TEKS BACAAN

Selama ini, sebagai anak muda saya tidak begitu memperhatikan politisi – politisi di negara kita. Berbeda dengan aktivis – aktivis yang kritis, saya tidak begitu menyukai dunia politik. Dan mungkin hal yang sama dirasakan oleh banyak anak muda di negara ini. Dulu saya berfikir jika politisi kita bersih dan pro-rakyat namun lama-kelamaan sepak terjangnya terasa mengecewakan. Masyarakat seperti tidak merasakan betul tugas yang diemban oleh para wakilnya tersebut. Singkatnya, ada dan tidak ada mereka kehidupan berjalan begitu-begitu saja.
Ini tidak lantas menghasilkan kesimpulan semua politisi tidak baik atau tidak mau bekerja. Di pemerintahan mungkin banyak politisi-politisi yang baik, namun karena saking banyaknya yang tidak bekerja sebagaima mestinya dan tidak menggunakan wewenangnya secara tepat, maka hal itu menimbulkan stigma negatif politisi di benak anak-anak muda. Anggapan itu jelas tidak menguntungkan untuk politisi-politisi baik yang masih benar-benar memeras keringat dan otak untuk mencari kemaslahatan di tengah-tengah kita. Dari hal yang sepele saja, misalnya soal kehadiran rapat sungguh telah mampu membuat kita semua geleng-geleng kepala. Negara kita mau di bangun seperti apa oleh barisan kursi kosong tersebut?
Reaksi Anak Muda Saat Ini
Meski anak muda cenderung tak peduli terhadap perkembangan politik di daerahnya, nyatanya tidak sedikit juga para aktivis yang mau melakukan kritik terhadap kinerja wakil rakyat di parlemen. Soal turun ke jalan, jumlahnya mungkin telah jauh berkurang dibanding masa-masa sebelum reformasi. Sekarang anak muda lebih banyak mengutarakan pendapatnya di media sosial. Keaktifan anak muda di dunia maya dan kepedulian mereka terhadap isu politik memiliki sisi positif dan sisi negatif. Sisi positifnya ialah anak muda lebih terbuka pemikirannya. Arus informasi dan pengetahuan sedemikian mudahnya bisa didapatkan melalui media sosial. Selain itu beberapa aksi melalui dunia maya menuai keberhasilan seperti suksesnya petisi online dalam menggalang suara atau kepedulian pada beberapa isu.
Sisi negatifnya, partisipasi politik anak muda melalui dunia maya cenderung didominasi dengan sikap reaksioner. Ketika muncul sebuah isu politik di media sosial, anak muda cenderung melontarkan komentar di Twitter, Line dan media sosial lainnya dengan sesuka hati tanpa melakukan riset atau kajian dulu. Selain itu komentar anak muda pun kurang detail dengan fakta karena dibatasi oleh jumlah karakter di media sosial. Setidaknya ‘keinstanan’ dan ‘kemudahan’ itulah yang menyebabkan anak muda cenderung berfikiran pendek dan juga instan dalam menanggapi berbagai macam isu. Parahnya, kedangkalan sikap yang dibatasi oleh karakter petikan keyboard itu tidak hanya terwujud di dunia maya tapi juga merambah ke dunia nyata. Anak muda cenderung reaksioner dalam melakukan aksi dan meneriakkan opini terhadap isu publik. Tidak ada lagi kesabaran dalam menelusuri fakta dan mencari informasi sedalam-dalamnya sebelum melakukan kritik yang sejatinya bertujuan membangun.

INFORMASI YANG DIBERIKAN
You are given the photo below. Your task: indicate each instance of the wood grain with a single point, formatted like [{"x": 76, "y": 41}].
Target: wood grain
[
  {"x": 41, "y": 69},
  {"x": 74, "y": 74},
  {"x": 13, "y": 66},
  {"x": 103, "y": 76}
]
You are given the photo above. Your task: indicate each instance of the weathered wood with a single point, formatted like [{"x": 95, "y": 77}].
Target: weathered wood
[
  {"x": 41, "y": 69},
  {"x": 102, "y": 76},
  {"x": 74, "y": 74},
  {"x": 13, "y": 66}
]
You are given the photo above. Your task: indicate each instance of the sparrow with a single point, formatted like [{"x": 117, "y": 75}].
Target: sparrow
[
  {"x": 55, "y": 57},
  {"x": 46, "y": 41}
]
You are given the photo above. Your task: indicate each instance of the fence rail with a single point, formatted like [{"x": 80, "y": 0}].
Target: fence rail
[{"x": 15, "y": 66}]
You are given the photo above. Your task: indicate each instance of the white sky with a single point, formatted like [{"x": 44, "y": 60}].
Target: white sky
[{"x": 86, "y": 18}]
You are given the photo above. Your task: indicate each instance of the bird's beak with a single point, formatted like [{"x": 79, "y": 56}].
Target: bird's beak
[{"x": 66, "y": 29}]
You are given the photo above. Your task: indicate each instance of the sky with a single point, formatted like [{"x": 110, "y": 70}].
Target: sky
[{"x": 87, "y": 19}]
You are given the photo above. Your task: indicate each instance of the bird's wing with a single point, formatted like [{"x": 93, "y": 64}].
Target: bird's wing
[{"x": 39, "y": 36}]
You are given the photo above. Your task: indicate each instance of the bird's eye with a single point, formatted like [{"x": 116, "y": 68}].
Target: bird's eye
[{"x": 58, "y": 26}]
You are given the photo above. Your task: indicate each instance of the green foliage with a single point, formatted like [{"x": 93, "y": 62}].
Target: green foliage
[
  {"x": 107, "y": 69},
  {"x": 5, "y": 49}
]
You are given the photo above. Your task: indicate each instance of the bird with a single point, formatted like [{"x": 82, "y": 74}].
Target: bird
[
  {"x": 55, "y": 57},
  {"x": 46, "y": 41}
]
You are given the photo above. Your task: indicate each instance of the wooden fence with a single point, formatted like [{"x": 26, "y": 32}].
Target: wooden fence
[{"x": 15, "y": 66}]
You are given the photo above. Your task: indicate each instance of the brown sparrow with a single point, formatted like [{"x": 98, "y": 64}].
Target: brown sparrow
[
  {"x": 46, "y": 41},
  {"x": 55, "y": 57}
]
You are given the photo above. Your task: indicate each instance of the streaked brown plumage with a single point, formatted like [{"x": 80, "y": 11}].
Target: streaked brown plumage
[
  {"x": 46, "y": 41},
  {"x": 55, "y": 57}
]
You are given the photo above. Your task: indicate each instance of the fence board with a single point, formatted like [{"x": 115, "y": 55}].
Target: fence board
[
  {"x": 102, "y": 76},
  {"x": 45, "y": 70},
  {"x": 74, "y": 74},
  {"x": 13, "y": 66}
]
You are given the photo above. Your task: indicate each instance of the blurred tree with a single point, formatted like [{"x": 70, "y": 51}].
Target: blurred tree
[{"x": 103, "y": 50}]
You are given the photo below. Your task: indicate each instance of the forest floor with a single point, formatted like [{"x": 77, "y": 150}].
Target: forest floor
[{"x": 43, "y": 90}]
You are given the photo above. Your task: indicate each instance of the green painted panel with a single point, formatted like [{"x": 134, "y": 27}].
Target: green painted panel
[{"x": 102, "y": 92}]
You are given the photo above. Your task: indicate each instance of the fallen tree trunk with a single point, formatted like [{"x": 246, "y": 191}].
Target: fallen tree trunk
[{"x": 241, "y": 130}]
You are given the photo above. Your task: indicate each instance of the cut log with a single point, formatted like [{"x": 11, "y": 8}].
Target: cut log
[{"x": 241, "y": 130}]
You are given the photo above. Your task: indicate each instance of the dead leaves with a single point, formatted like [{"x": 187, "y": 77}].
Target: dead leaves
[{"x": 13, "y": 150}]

RINCIAN LATIHAN
Tuliskan ulang secara persis bagian teks bacaan dari "Selama ini, sebagai" sampai dengan "berjalan begitu-begitu saja.". Catatan di atas merupakan bahan tersendiri yang terpisah dari teks bacaan.

PENYELESAIAN SOAL
Selama ini, sebagai anak muda saya tidak begitu memperhatikan politisi – politisi di negara kita. Berbeda dengan aktivis – aktivis yang kritis, saya tidak begitu menyukai dunia politik. Dan mungkin hal yang sama dirasakan oleh banyak anak muda di negara ini. Dulu saya berfikir jika politisi kita bersih dan pro-rakyat namun lama-kelamaan sepak terjangnya terasa mengecewakan. Masyarakat seperti tidak merasakan betul tugas yang diemban oleh para wakilnya tersebut. Singkatnya, ada dan tidak ada mereka kehidupan berjalan begitu-begitu saja.